## WHAT TO DO
Which of the lines in the data mention the string "dark"? List them all.

## INFORMATION SHOWN
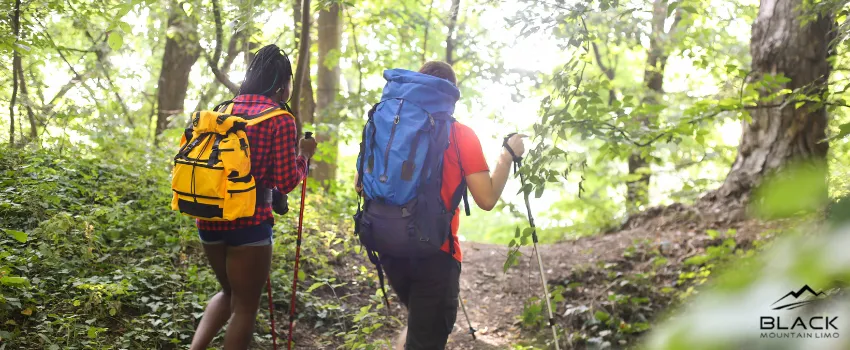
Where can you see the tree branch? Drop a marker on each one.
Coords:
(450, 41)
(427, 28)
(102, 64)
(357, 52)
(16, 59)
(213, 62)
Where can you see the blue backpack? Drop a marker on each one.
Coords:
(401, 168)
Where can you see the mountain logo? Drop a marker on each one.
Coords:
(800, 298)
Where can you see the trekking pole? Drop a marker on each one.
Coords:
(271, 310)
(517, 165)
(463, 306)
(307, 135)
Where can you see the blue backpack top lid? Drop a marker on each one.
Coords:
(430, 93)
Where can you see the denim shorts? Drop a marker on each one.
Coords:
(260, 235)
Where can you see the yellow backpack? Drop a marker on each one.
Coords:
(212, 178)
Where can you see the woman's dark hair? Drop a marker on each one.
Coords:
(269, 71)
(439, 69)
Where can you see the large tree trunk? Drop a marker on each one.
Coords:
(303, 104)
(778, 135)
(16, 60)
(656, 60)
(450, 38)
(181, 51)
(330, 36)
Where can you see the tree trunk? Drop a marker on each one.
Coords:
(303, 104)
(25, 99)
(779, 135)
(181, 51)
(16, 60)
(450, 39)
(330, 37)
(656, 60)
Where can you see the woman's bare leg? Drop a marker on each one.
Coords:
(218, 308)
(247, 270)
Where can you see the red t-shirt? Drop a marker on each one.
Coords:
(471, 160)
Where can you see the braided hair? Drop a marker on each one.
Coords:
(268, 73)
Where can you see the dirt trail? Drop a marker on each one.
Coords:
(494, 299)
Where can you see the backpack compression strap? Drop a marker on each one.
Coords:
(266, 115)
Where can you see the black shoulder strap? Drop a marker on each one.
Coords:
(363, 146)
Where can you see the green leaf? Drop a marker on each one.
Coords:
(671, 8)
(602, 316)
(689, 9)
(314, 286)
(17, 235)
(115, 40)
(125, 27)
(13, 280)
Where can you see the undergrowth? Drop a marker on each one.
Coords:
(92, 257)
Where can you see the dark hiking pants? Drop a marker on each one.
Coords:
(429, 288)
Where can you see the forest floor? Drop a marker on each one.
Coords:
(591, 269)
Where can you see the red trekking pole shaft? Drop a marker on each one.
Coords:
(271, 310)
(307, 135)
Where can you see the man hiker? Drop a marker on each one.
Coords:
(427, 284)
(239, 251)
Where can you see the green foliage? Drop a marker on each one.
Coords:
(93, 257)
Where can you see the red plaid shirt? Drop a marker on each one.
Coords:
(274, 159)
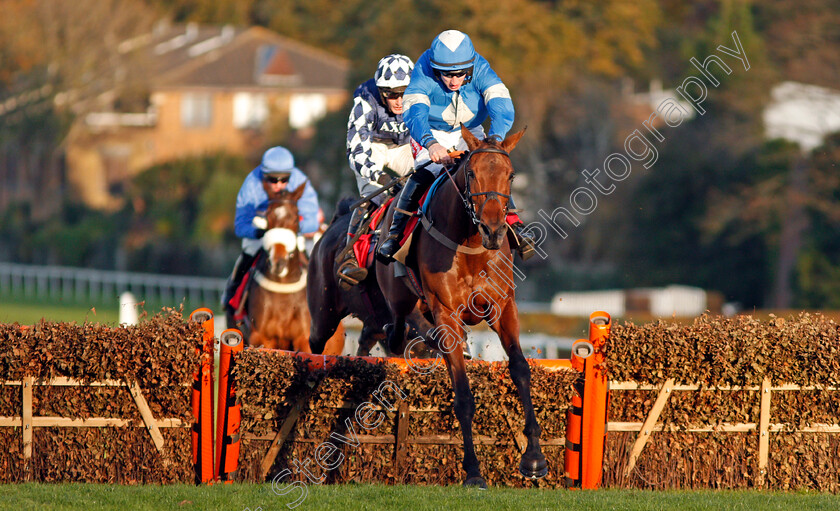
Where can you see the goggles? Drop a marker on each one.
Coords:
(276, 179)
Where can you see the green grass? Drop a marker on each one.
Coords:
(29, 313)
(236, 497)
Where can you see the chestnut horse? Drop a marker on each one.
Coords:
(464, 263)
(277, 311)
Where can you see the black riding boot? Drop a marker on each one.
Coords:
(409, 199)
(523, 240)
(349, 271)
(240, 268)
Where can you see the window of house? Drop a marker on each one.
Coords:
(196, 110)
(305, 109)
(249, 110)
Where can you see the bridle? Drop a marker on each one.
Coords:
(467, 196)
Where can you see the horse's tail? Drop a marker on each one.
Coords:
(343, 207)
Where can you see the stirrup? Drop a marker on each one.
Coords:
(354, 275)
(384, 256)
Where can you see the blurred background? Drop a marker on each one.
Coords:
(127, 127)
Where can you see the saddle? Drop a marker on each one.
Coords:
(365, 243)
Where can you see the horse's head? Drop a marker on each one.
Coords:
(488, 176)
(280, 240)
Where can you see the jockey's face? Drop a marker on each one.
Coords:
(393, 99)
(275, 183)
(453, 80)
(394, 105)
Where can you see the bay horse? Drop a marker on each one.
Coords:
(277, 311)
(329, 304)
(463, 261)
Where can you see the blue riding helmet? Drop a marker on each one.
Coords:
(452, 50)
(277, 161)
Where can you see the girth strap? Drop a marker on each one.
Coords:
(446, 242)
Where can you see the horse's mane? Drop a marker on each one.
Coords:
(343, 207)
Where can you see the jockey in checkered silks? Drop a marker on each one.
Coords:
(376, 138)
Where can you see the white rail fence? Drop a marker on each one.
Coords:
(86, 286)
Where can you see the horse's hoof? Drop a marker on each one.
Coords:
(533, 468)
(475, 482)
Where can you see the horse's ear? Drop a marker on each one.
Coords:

## TASK ANSWER
Where can you see the woman's dark hair? Drop a marker on each one.
Where can you see the dark hiking pants? Drop a marker on each one.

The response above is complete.